> Written tasks:
1. Name every fossil fuel mentioned in the article about Russia's war in Ukraine and UK energy.
2. Take the article about Russia's war in Ukraine and UK energy further, writing on from its final sentence.
··· Passage given
Fin McCarron (International Programme Manager at CEN)

A year ago today, Russia launched an unprovoked and illegal invasion of Ukraine. Every day since, the Ukrainian people have proved the commentators who thought this would be a quick Russian victory resoundingly wrong.


Despite this, Putin won’t back down. His rallies and lies to the Russian people all this last week have made it clear. He has no intention of ending this war while he still has money to pour into it.


Putin had hoped that oil and gas would give him this money, immune to sanctions unless Europe was prepared to turn off its lights. This was a fair bet - Europe was highly dependent on Russian fossil fuels making up about 40% of its gas and coal and 30% of it’s oil, although the UK was far less reliant. In 2021, imports of gas, oil and coal from Russia to the UK were worth a combined £4.5 billion.


But this bet hasn’t paid off. Since the start of this year, the UK has banned the import of Russian gas, and through a huge national effort, our level of energy dependence on Russia is now at it’s lowest level since records began. Europe has also reduced it’s dependence, although to a lesser extent. We should keep up the message that every pound not spent on oil and gas is another pound we take out of Putin’s pocket.


But so long as we rely on fossil fuels, we will be exposed to volatile international oil and gas markets under Putin’s malign influence. We need to build a more independent, resilience energy system. That means accelerating efforts to build new, secure energy generators like offshore wind farms by speeding up planning processes. But to make a difference this winter, we should focus on unlocking onshore wind, which we can build in months, not years. No one owns wind like Putin owns oil or gas, but the UK has the greatest wind energy potential in Europe - we need to utilise it to lower bills.
······
··· Data lines
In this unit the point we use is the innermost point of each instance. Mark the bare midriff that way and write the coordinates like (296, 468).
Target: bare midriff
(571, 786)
······
> Results of the exercise:
1. Gas, coal, oil

2.
The problem when it comes to onshore wind isn’t our technical expertise but our planning system. For years a de facto ban on new onshore wind has stopped many new renewables projects and stifled growth. If it weren’t for the ban, we could have built enough onshore wind power capacity to cut our gas demand by more than we imported from Russia in 2021.


Following a backbench effort to end the ban led by CEN MP Simon Clarke, the government has agreed to consult on removing the planning obstacles while giving communities a genuine say. New planning rules will need to ensure that a small handful of objections cannot veto new onshore wind power so we can quickly add more electricity to the grid and reduce our dependence on expensive fossil fuels.


Innovative ways of rewarding communities who want new onshore wind (or indeed any renewables) in their local area will also play a role. The Octopus energy fan club provides lower bills to local communities near wind turbines, including up to 50% off unit price when the turbines produce excess energy. If people can see lower bills, they’re much more likely to welcome these energy generators into their communities and allow people put the lights on without funding Putin’s war.


Building new renewables is more than just fighting climate change. In the wake of Putin's war, it means independence and freedom. The UK and Europe need to look to wind and solar power to quickly defund Russia's military machine to help Ukraine and shield our nations from Putin's malign influence on energy markets.